- **Prompt**
Any picture among the records should be left out, please; retype the rest exactly.

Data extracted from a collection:
◇ ◇ ◇ ◇ ◇
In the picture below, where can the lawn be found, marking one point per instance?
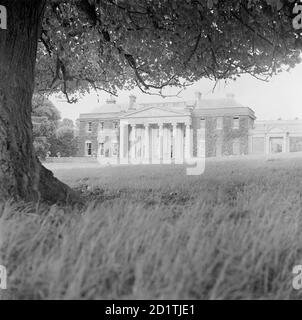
(152, 232)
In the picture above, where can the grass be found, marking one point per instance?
(155, 233)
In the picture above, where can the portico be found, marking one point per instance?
(155, 136)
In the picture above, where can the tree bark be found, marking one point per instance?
(21, 174)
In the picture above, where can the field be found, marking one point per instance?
(151, 232)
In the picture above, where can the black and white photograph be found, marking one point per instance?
(150, 151)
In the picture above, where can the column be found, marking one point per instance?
(122, 141)
(133, 136)
(161, 125)
(187, 141)
(174, 142)
(147, 144)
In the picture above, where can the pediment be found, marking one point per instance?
(154, 112)
(277, 129)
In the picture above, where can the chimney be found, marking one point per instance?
(111, 100)
(230, 96)
(132, 102)
(198, 96)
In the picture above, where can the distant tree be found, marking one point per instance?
(45, 119)
(64, 141)
(81, 45)
(66, 123)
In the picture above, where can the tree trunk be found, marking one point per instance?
(21, 174)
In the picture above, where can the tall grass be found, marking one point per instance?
(233, 233)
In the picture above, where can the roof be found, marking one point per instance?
(223, 105)
(219, 103)
(109, 108)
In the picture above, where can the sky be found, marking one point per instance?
(281, 97)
◇ ◇ ◇ ◇ ◇
- **Final result**
In the picture below, where can the lawn be found, marking one point per instance?
(152, 232)
In the picture above, where can the grass be found, marking one point per instance?
(155, 233)
In the picture above, where can the portico be found, marking one point per instance?
(155, 136)
In the picture above, where can the tree bark be found, marking one point per instance?
(21, 174)
In the picture above, where can the field be found, marking one point per instance?
(151, 232)
In the picture above, where can the black and white photograph be found, marking one point per instance?
(150, 151)
In the picture above, where can the column be found, marking one point per instance?
(122, 141)
(133, 136)
(161, 125)
(187, 141)
(174, 142)
(147, 144)
In the picture above, where can the pediment be found, marking one point per instance?
(154, 112)
(277, 129)
In the picture above, where can the chimney be found, marking one point per instance?
(111, 100)
(230, 96)
(132, 102)
(198, 96)
In the picture above, where can the distant tree be found, marking one point per instance?
(45, 119)
(64, 141)
(81, 45)
(66, 123)
In the picture above, where can the tree trunk be found, marking one point per instance?
(21, 174)
In the picture above, where can the tall grass be found, marking one point per instance?
(233, 233)
In the picture above, where can the roof be found, marking one point per instance?
(223, 105)
(219, 103)
(109, 108)
In the picture above, where can the sky be found, marking one point per instance?
(281, 97)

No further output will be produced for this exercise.